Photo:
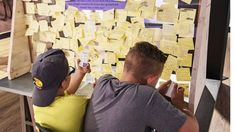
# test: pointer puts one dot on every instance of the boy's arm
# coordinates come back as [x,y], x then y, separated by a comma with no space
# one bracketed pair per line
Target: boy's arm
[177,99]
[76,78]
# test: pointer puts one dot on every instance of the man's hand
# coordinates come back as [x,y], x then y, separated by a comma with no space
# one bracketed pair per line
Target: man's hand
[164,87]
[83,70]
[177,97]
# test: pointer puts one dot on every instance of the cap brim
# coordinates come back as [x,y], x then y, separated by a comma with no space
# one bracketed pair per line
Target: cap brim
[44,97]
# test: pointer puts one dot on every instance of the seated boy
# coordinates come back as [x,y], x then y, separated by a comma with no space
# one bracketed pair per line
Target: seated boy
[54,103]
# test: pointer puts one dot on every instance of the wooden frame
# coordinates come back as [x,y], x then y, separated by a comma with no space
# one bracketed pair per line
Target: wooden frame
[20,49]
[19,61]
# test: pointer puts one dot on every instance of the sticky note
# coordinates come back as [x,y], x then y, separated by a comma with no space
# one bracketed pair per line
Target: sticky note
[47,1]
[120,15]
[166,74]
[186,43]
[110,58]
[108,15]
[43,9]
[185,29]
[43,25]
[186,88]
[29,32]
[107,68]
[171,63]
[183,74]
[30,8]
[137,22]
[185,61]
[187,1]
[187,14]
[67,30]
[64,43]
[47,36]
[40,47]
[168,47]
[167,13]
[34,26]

* * *

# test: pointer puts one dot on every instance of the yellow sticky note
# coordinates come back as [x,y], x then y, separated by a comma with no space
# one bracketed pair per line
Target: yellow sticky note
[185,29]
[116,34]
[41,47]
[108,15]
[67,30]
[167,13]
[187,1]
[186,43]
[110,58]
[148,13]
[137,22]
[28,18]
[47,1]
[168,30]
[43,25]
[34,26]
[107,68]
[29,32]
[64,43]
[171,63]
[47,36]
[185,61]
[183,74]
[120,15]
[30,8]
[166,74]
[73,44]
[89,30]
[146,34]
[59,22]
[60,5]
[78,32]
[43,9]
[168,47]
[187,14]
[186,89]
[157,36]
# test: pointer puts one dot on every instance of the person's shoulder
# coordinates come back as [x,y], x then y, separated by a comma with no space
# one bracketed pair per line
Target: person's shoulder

==

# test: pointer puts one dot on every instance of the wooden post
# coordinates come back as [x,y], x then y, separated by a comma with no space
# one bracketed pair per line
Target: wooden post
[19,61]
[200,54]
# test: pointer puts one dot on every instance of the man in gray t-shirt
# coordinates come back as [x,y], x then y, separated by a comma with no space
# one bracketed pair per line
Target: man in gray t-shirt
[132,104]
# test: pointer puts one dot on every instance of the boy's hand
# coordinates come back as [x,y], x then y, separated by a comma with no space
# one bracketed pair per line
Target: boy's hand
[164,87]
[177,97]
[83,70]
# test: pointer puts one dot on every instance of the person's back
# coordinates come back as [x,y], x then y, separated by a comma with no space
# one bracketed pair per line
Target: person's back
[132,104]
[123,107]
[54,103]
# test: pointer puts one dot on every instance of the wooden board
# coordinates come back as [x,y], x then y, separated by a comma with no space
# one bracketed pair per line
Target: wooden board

_EXERCISE DESCRIPTION_
Put the lines between the one holding "the yellow sticky note" and the one holding "Target: person's shoulder", inclusive, into a numbered list, omitting any blank lines.

_REPLY_
1. # test: pointer puts one dot on every instance of the yellow sticky note
2. # coordinates come back as [x,y], x then y, separated by a comma with no space
3. # one bracketed pair per line
4. Target: yellow sticky note
5. [185,29]
6. [116,34]
7. [41,47]
8. [108,15]
9. [67,30]
10. [167,13]
11. [187,1]
12. [186,43]
13. [110,58]
14. [148,13]
15. [137,22]
16. [28,18]
17. [47,1]
18. [168,30]
19. [43,25]
20. [34,26]
21. [107,68]
22. [29,32]
23. [64,43]
24. [171,63]
25. [47,36]
26. [185,61]
27. [183,74]
28. [120,15]
29. [30,8]
30. [166,74]
31. [73,44]
32. [89,30]
33. [146,34]
34. [59,22]
35. [60,5]
36. [78,32]
37. [43,9]
38. [168,47]
39. [187,14]
40. [186,89]
41. [157,36]
42. # test: pointer puts one dot on every instance of the person's shoulder
43. # coordinates come back as [x,y], x then y, separated by a comma with no space
44. # one bracketed pair per line
45. Target: person's shoulder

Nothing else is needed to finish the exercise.